• Instruções de trabalho
a: No texto sobre apoio judiciário, que artigo da Lei 34/2004 proíbe expressamente a concessão de apoio judiciário a pessoas colectivas com fins lucrativos?
b: Transcreva do texto sobre apoio judiciário o trecho que começa em "Acordam no Tribunal" e segue até "de apoio formulado.".

• Texto fornecido
┄┄┄┄┄┄┄┄┄┄┄┄┄┄┄┄┄┄┄┄

APOIO JUDICIÁRIO
DEFERIMENTO TÁCITO
DEFERIMENTO TÁCITO CONTRÁRIO A LEI EXPRESSA
INDEFERIMENTO EXPRESSO
REVOGAÇÃO
Sumário

I - O acto de deferimento tácito que se formou sobre o requerimento de concessão de apoio judiciário formulado pela apelante contrariava lei expressa, já que o artigo 7.°, n.° 3, da Lei 34/2004 veda expressamente a concessão de apoio judiciário a pessoas colectivas com fins lucrativos.
II - Os actos administrativos que sejam inválidos só podem ser revogados com fundamento na sua invalidade e dentro do prazo do respectivo recurso contencioso ou até à resposta da entidade recorrida. artigo 141°, n.° 1, Código de Procedimento Administrativo
III - A comunicação do indeferimento expresso do pedido de apoio judiciário prevalece sobre o acto tácito que se possa ter formado por inércia da administração.
IV - O indeferimento expresso afastou o acto de deferimento tácito, e, no tendo sido impugnado judicialmente nos termos do artigo 27.° da Lei 34/2004, o acto expresso de indeferimento consolidou-se na ordem jurídica.

Texto Integral

Apelação 717/10.1TBSTS

Acordam no Tribunal da Relação do Porto

1. Relatório

B…, Ld.ª, na acção que lhe foi movida por Massa Insolvente de C…, Ld.ª, interpôs recurso do despacho que indeferiu o pedido de que fosse solicitado à Ordem dos Advogados a nomeação de patrono, por se ter formado acto de deferimento tácito relativamente ao pedido de apoio formulado.

Apresentou as seguintes conclusões:

«1. O objecto primordial do presente recurso é a veemente impugnação do despacho proferido quanto ao indeferimento do deferimento tácito do apoio judiciário pedido pela recorrente nas modalidades de dispensa de taxa de justiça e demais encargos do processo e nomeação e pagamento de compensação de patrono.

2. O prazo para a conclusão do procedimento administrativo e decisão sobre o pedido de protecção jurídica é de 30 dias, contínuo, e não se suspende durante as férias judiciais (artigos 25° n° 1 da Lei n° 34/04, de 29 de Julho).

┄┄┄┄┄┄┄┄┄┄┄┄┄┄┄┄┄┄┄┄

• Linhas
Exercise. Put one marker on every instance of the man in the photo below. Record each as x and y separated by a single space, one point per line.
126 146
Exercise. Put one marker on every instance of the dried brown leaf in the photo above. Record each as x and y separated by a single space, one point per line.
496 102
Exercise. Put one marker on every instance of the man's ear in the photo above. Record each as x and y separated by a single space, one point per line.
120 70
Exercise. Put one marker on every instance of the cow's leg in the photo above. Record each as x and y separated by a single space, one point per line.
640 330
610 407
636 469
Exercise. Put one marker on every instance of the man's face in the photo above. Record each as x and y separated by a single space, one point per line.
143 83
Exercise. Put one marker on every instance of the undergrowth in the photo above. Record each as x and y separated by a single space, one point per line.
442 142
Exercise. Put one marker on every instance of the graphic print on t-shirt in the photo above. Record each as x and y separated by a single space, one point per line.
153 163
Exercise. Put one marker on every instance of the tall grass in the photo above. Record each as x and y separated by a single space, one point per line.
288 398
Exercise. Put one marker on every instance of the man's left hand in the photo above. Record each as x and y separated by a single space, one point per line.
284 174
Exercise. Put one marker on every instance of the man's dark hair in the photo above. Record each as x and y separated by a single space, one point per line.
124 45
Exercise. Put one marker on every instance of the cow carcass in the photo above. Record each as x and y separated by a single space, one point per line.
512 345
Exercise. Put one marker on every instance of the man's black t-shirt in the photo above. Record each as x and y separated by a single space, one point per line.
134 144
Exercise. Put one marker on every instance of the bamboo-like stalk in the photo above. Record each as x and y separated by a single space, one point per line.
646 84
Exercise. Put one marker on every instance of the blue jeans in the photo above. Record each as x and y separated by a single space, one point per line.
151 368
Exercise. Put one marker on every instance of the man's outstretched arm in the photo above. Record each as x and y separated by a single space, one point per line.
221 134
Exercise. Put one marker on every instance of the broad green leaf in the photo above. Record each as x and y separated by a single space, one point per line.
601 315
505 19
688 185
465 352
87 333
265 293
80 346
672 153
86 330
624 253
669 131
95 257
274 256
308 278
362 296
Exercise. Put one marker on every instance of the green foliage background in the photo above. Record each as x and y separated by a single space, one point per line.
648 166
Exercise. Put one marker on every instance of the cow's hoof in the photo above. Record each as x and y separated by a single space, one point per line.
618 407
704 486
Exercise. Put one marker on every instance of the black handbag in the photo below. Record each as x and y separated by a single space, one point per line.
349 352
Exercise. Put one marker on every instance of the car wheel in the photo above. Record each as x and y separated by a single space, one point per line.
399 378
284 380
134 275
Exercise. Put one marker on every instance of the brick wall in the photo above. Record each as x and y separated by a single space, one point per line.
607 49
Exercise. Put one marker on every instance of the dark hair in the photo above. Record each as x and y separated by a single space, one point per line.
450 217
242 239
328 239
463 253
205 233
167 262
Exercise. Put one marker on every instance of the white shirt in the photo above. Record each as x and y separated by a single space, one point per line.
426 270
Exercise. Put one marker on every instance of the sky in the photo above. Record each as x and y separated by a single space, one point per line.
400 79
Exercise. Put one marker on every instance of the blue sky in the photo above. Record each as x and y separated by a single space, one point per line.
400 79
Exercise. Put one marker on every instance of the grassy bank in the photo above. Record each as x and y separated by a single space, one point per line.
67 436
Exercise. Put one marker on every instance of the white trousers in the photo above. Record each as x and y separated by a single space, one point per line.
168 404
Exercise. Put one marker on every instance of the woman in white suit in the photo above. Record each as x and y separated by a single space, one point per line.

┄┄┄┄┄┄┄┄┄┄┄┄┄┄┄┄┄┄┄┄

• Respostas por tarefa
a: O artigo 7.°, n.° 3, da Lei 34/2004.

b:
Acordam no Tribunal da Relação do Porto

1. Relatório

B…, Ld.ª, na acção que lhe foi movida por Massa Insolvente de C…, Ld.ª, interpôs recurso do despacho que indeferiu o pedido de que fosse solicitado à Ordem dos Advogados a nomeação de patrono, por se ter formado acto de deferimento tácito relativamente ao pedido de apoio formulado.